■ TAREFA PROPOSTA A ■
Responda a estas perguntas com base no texto sobre a disciplina cívica durante a pandemia:
(i) Que três países europeus são mencionados como tendo governantes a tentar convencer os cidadãos a cumprir as regras de afastamento social?
(ii) A partir de que período o tema da disciplina comportamental das pessoas passou a ter muito má fama?
(iii) Segundo o texto, o que multiplica as teorias da conspiração nas comunidades?
■ TAREFA PROPOSTA B ■
Prossiga o texto sobre a disciplina cívica durante a pandemia a partir da última frase apresentada.

■ TEXTO APRESENTADO ■
___

A explosão de contágios pelo novo coronavírus, que tem vindo a acontecer no mundo ocidental, está a trazer à luz uma questão que tem passado despercebida e que é particularmente incómoda. Trata-se da disciplina dos cidadãos, da forma como gerem as suas relações sociais. Chega a ser patético observar os governantes de países como Espanha, França ou Inglaterra a esbracejarem para tentar convencer os cidadãos a obedecerem às regras de afastamento social, regras essas reputadas necessárias para conter a pandemia em níveis suportáveis. Isto para não falar de países, como os EUA ou o Brasil, onde a própria indisciplina cívica emerge de dentro do poder político. Também o que se está a passar em Portugal, depois do medo inicial, começa a aproximar-se do que sucede nos países europeus referidos.
A partir dos anos sessenta do século passado, o tema da disciplina comportamental das pessoas ganhou muito má fama. Por um lado, foram as revoltas estudantis e a emergência de culturas juvenis em conflito com a cultura das gerações anteriores. O mercado viu nelas uma enorme oportunidade de negócio e nunca deixou de fomentar essa indisciplina cívica travestindo-a de rebeldia. Por outro, a emergência de práticas sociais cada vez mais informais, onde se incluem as doutrinas pedagógicas que têm vindo a subverter a ideia de disciplina na educação. Também contribui para a anarquia social a proliferação das mais diversas e disparatadas teorias da conspiração, que as redes sociais multiplicam nas comunidades como se multiplicam as células cancerosas num corpo humano. Por fim, o aparecimento na vida política de correntes que contestam continuamente a autoridade do Estado e que são um foco contínuo de apelo a desobediência civil.

___

■ DADOS FORNECIDOS ■
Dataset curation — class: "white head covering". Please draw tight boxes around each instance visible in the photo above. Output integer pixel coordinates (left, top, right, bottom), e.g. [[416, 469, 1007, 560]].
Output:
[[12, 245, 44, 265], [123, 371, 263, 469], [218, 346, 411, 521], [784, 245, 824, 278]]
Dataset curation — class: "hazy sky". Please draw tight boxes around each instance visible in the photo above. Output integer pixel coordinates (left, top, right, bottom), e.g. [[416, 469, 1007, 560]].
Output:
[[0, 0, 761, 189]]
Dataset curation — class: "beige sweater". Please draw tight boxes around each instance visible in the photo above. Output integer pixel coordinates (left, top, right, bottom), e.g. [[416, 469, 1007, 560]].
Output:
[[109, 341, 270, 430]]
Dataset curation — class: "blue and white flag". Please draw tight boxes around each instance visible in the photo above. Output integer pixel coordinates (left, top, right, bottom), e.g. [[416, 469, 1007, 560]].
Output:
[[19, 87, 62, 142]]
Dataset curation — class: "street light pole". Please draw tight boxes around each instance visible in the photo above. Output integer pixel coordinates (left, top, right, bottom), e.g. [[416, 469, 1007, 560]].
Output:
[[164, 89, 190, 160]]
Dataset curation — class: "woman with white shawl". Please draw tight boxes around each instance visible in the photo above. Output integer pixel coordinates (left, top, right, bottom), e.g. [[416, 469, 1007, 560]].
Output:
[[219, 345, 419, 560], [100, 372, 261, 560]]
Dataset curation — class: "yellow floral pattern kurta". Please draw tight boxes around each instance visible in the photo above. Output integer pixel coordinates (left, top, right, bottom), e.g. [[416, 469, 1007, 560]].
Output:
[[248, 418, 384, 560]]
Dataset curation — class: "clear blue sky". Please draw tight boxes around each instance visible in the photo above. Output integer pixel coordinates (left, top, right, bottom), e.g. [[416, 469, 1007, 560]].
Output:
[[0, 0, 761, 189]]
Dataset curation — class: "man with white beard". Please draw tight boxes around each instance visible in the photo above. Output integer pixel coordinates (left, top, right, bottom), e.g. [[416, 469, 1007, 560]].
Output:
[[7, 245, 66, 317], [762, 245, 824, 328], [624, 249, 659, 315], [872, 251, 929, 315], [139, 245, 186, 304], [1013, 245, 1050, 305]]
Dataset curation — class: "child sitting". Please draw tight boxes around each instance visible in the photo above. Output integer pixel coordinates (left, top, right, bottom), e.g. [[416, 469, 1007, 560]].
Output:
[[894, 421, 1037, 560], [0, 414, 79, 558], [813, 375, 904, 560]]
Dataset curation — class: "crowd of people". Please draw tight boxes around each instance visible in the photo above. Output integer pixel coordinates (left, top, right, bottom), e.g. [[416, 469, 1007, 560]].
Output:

___

■ RESPOSTA ESPERADA A ■
(i) Espanha, França e Inglaterra.
(ii) A partir dos anos sessenta do século passado.
(iii) As redes sociais.

■ RESPOSTA ESPERADA B ■
Se se quer evitar fechar de novo as pessoas em casa, destruindo a economia, e, ao mesmo tempo, precaver tragédias como as que se assistiu, meses atrás, em Itália, Espanha e França, o comportamento disciplinado dos cidadãos é central. Cumprir as regras das autoridades sanitárias, não facilitar nas relações sociais, ter uma conduta razoável e não propagar crenças delirantes, tudo isso é muito importante. O problema é que grande parte dos ocidentais perdeu a ferramenta necessária para o fazer. A disciplina da razão, inerente à própria democracia liberal, foi substituída pelo alvoroço das emoções e dos afectos. Agora que precisamos, para salvaguarda de todos, de uma resposta disciplinada de cada um, o que temos é a reivindicação do direito específico de desobedecer, como se isso não implicasse uma terrível ameaça para terceiros.